### DANE ZADANIA ###

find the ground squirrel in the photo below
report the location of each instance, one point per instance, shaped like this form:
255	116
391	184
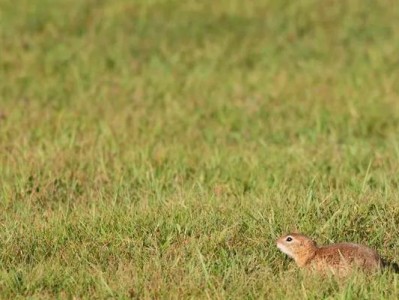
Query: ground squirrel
336	258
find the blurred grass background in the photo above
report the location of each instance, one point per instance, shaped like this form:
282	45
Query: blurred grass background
156	149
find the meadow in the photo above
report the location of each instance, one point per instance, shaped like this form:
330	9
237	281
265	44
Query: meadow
155	149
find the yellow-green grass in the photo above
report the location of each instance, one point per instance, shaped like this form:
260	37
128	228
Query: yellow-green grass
156	149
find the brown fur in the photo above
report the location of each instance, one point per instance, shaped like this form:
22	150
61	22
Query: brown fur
338	258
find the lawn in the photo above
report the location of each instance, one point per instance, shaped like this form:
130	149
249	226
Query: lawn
157	148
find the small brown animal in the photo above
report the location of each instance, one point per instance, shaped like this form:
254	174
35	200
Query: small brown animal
336	258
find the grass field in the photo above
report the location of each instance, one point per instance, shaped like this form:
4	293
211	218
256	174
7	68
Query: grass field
156	149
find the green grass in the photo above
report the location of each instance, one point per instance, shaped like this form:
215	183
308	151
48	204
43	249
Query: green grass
156	149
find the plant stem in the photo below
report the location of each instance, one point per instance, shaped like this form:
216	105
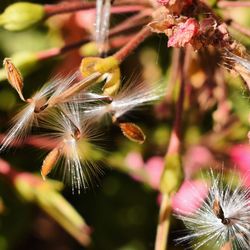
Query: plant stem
68	7
133	44
173	148
238	27
46	54
227	4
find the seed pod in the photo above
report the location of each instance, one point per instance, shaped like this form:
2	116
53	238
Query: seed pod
50	161
132	132
14	76
23	15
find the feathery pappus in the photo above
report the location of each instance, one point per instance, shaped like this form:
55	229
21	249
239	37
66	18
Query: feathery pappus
239	64
74	135
223	218
56	91
131	95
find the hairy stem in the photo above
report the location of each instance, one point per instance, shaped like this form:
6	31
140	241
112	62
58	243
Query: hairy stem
133	44
238	27
173	148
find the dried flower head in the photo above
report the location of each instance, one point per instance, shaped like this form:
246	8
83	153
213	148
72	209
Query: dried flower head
237	63
223	217
73	155
129	97
34	108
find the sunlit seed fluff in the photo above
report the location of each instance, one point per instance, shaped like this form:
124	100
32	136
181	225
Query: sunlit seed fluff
239	64
75	135
130	96
34	108
223	218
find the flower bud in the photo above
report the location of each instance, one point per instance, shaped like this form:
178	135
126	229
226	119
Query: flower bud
172	176
25	61
21	15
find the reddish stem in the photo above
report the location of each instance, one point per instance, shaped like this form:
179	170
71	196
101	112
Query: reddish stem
67	7
227	4
173	148
55	9
238	27
133	44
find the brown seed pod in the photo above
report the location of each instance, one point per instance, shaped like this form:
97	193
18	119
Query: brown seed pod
14	76
218	211
50	161
132	132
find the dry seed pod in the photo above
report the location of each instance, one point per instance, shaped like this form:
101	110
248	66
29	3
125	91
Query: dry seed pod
14	76
132	132
50	161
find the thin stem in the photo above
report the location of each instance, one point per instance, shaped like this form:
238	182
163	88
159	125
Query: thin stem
238	27
46	54
163	223
230	4
173	148
133	44
68	7
134	21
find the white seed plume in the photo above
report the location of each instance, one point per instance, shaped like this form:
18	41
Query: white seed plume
130	96
224	217
74	135
239	64
33	109
103	8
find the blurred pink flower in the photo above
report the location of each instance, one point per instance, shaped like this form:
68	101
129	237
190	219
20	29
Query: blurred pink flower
196	158
190	197
154	167
184	33
240	156
85	19
171	2
134	160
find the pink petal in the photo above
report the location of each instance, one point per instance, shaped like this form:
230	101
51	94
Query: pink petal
154	168
190	197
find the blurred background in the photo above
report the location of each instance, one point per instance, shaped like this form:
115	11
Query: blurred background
121	207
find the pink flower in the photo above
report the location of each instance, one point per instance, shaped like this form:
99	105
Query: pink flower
85	19
190	197
134	160
154	167
163	2
172	2
196	158
184	33
240	156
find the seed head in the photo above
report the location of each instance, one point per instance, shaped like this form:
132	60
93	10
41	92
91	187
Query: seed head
223	217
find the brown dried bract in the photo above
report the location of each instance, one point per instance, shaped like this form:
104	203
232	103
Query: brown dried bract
132	132
14	76
50	161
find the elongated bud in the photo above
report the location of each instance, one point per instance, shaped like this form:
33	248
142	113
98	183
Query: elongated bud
21	15
50	161
25	61
109	67
172	176
132	132
14	76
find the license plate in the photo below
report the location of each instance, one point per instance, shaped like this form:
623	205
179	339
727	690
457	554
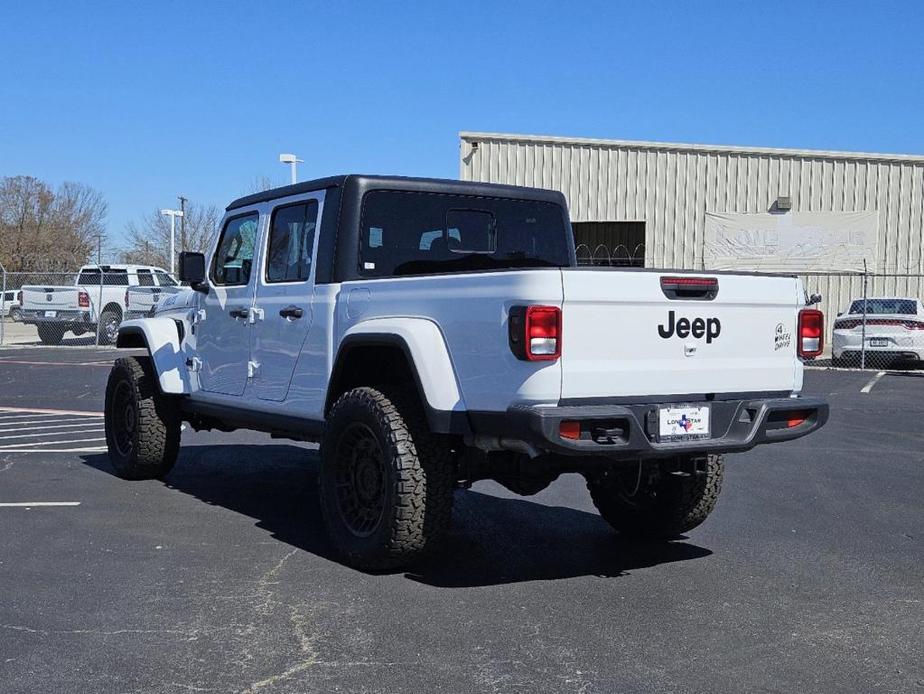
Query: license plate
683	422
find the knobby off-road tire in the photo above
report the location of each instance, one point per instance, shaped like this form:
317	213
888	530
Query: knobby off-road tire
50	334
672	507
386	481
142	424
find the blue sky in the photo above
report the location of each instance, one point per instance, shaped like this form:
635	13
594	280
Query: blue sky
146	100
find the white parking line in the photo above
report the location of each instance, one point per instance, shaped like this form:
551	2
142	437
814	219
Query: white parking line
6	449
98	449
873	381
91	430
33	504
32	410
50	423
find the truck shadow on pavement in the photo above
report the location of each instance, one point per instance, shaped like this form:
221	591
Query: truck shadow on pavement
493	540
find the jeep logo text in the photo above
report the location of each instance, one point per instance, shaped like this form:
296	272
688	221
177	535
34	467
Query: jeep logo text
710	328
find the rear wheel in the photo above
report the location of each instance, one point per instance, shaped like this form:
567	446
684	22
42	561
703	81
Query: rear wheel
50	334
142	427
656	503
385	481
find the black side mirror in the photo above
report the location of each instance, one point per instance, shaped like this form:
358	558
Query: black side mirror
192	270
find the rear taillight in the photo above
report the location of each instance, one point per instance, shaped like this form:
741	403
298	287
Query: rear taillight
534	332
811	332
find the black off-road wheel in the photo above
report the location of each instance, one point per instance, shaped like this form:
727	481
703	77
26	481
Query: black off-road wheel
142	424
50	334
663	508
386	481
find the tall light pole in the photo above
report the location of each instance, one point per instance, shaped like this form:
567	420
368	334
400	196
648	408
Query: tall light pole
182	221
293	162
173	214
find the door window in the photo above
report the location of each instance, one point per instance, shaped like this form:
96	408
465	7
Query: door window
234	257
291	242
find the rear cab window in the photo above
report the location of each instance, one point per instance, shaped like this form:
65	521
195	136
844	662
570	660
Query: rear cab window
414	233
145	278
885	307
290	242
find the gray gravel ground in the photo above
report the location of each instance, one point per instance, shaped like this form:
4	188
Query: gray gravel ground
808	576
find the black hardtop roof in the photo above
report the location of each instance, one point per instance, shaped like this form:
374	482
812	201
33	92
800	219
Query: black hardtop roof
362	183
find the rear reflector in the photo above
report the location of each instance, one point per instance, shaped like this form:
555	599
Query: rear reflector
811	332
534	332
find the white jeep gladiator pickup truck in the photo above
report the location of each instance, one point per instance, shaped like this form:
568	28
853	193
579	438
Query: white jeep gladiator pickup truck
96	298
432	333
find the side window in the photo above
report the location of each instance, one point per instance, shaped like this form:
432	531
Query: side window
291	242
88	277
164	280
115	278
234	256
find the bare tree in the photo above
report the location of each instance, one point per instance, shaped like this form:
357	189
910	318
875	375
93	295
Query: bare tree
48	230
148	239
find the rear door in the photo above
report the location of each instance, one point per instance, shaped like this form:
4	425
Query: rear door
223	333
284	292
637	334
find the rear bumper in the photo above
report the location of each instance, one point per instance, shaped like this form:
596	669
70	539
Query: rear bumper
631	431
33	317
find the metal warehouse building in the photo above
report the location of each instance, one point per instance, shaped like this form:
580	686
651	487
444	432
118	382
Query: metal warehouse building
828	216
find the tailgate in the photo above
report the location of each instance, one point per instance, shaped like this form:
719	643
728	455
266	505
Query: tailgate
626	336
42	298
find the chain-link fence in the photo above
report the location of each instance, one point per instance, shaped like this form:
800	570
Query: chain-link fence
69	308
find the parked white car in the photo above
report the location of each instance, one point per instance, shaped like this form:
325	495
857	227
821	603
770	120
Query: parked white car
434	333
894	330
10	305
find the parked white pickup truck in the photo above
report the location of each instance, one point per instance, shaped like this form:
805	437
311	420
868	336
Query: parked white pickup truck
97	295
143	300
433	333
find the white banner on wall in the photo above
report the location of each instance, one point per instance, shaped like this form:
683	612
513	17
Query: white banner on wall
791	242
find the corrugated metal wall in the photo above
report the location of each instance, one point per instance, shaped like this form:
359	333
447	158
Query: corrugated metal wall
671	187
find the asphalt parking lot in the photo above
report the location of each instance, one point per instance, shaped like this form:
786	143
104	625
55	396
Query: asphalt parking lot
808	577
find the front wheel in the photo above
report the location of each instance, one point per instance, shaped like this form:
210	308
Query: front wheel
385	480
142	427
658	503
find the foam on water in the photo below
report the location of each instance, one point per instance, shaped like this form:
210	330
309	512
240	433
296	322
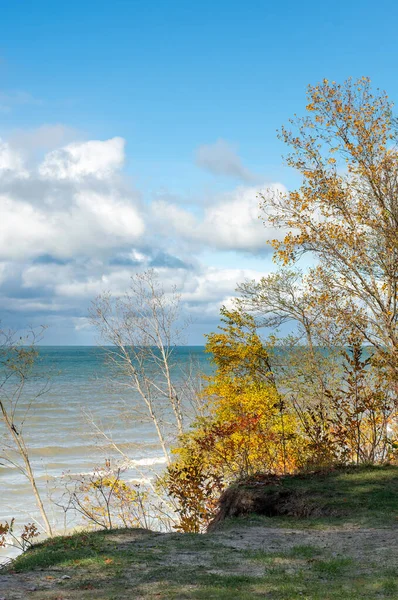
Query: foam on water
60	437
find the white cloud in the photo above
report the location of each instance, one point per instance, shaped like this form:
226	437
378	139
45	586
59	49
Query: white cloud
231	222
11	162
45	137
221	158
71	227
84	159
80	217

###

- **DO ZROBIENIA**: Przepisz wiernie odcinek od wiersza zawierającego „find the front wheel in the photo above” aż do ostatniego wiersza danych, włącznie z oboma. Obrazy pomiń w odpowiedzi.

- **ROZWIĄZANIE**:
find the front wheel in the photo above
report the location of each instance, one point per instance, shaped like this form:
210	308
Query: front wheel
385	480
142	427
658	503
find the foam on water in the photo below
report the location of each instance, one point per instance, shaped like this form:
210	330
309	512
240	433
296	322
Query: foam on water
60	437
find the white cloud in the photo above
report the location of each instance, one point per instance, shaped like this form:
226	437
378	139
45	586
59	49
Query: white cloud
231	222
11	162
45	137
221	158
71	227
84	159
80	217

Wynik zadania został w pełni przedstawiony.